• [WORK TO COMPLETE] Please restate, word for word, the lines below that begin at the one with "Query: black speaker" and end at the one with "Query: boy's shoe". Leave out all other lines.
╭─ AVAILABLE RECORDS
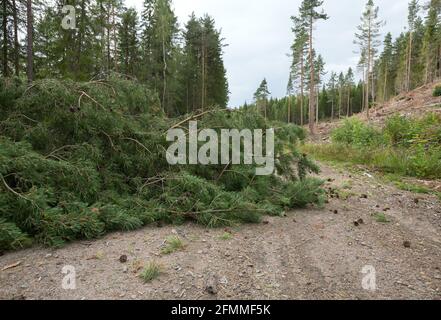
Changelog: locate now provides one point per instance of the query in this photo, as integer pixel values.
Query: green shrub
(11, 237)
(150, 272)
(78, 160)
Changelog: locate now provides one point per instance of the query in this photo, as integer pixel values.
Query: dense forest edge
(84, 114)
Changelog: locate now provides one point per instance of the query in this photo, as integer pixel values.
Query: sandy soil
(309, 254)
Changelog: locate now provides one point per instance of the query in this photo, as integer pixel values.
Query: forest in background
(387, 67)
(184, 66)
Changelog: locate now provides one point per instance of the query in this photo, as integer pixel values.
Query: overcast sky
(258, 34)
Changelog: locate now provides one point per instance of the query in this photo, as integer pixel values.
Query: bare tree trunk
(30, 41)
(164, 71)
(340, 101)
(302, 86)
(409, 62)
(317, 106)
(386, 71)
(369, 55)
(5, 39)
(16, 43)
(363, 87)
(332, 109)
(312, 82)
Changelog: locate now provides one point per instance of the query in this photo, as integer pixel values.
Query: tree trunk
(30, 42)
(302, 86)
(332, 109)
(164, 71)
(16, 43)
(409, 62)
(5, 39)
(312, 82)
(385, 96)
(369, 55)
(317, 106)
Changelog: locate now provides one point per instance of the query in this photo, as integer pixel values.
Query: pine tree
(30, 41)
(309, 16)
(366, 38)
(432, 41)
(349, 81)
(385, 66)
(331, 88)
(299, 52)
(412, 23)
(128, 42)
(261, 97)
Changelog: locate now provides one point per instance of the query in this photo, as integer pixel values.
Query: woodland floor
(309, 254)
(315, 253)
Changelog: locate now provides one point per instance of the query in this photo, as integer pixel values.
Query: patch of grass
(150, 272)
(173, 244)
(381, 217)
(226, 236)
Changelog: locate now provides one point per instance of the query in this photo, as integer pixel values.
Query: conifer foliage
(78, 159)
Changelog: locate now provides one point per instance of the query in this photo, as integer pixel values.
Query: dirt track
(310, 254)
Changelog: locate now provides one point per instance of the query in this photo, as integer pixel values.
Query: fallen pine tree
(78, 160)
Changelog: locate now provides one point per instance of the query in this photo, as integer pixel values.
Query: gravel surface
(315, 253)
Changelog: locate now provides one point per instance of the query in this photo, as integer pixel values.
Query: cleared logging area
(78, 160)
╰─
╭─ AVAILABLE RECORDS
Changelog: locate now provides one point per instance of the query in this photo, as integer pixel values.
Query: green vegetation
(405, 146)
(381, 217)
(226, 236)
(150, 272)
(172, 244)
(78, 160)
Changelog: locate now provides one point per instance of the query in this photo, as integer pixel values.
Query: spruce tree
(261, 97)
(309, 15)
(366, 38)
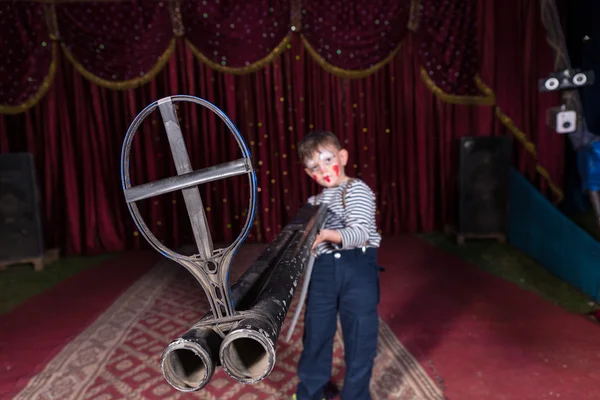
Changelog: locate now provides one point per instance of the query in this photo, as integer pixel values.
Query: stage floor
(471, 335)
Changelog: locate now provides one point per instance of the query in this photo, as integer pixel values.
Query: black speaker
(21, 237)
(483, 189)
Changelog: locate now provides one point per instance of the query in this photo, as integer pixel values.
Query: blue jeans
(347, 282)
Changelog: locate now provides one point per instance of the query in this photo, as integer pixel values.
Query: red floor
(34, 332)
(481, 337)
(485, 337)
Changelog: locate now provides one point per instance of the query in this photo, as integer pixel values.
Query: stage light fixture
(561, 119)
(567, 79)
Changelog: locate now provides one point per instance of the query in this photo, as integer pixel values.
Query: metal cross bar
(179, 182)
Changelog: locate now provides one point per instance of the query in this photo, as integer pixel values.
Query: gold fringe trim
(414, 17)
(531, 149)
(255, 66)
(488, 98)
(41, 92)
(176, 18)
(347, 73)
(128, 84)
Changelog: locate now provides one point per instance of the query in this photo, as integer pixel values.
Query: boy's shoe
╰─
╭─ AVAILABLE RECORDS
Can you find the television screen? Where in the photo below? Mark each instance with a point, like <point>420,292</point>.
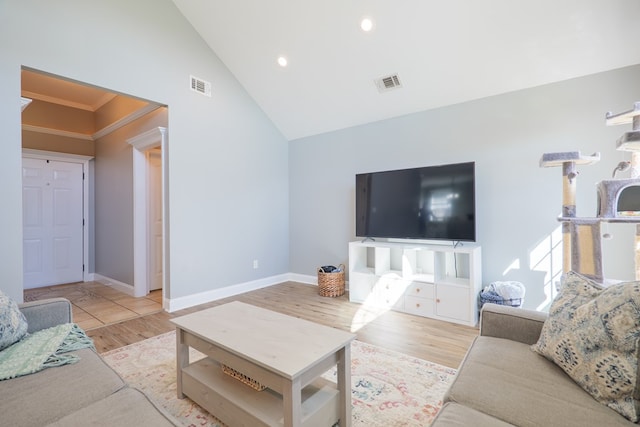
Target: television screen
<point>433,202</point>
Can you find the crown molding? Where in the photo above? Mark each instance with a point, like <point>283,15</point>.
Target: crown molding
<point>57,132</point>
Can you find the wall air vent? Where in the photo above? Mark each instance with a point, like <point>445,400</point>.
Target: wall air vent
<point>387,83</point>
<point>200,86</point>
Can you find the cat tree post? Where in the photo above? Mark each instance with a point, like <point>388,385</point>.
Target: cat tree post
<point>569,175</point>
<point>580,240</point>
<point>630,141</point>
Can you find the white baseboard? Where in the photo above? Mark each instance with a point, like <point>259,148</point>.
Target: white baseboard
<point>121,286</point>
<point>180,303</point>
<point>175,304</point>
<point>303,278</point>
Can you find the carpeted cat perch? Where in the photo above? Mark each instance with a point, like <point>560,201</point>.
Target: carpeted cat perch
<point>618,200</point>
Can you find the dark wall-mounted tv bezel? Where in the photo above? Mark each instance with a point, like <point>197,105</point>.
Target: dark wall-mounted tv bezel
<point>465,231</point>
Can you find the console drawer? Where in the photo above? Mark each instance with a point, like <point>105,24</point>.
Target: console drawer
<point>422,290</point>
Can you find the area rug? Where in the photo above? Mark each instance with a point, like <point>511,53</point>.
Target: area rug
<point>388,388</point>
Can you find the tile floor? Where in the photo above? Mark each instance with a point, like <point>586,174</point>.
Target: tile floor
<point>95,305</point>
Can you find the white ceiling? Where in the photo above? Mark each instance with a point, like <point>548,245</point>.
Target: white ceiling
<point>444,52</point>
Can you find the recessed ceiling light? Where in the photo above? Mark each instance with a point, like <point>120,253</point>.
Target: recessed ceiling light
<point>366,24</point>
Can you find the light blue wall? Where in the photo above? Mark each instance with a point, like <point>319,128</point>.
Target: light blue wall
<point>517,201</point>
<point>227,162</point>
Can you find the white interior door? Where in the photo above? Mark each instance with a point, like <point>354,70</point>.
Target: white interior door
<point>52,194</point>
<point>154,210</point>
╰─
• [RESPONSE AREA]
Query: black speaker
(21, 237)
(483, 189)
Changelog: locate now provides one point per instance of the query in this photo, as integer pixel values.
Query: blue jeans
(347, 282)
Changelog: locate now provides one point per instance of the query in this photo, as integer pixel values.
Query: red floor
(34, 332)
(481, 337)
(485, 337)
Changelog: locate now provides one point per instance of the query in this photo, as integer pixel values.
Query: stage light fixture
(561, 119)
(567, 79)
Changelog: locate now provides one point per instance of the query in this photo, as integer pixel values.
Query: metal cross bar
(179, 182)
Changelog: locate now provides one point per instance of the query in this photo, as integer pixel values.
Query: gold fringe trim
(414, 17)
(531, 149)
(255, 66)
(488, 98)
(41, 92)
(176, 18)
(347, 73)
(128, 84)
Changelog: locate now provides one point per instance of the query in this photo, as integer pixel values.
Query: boy's shoe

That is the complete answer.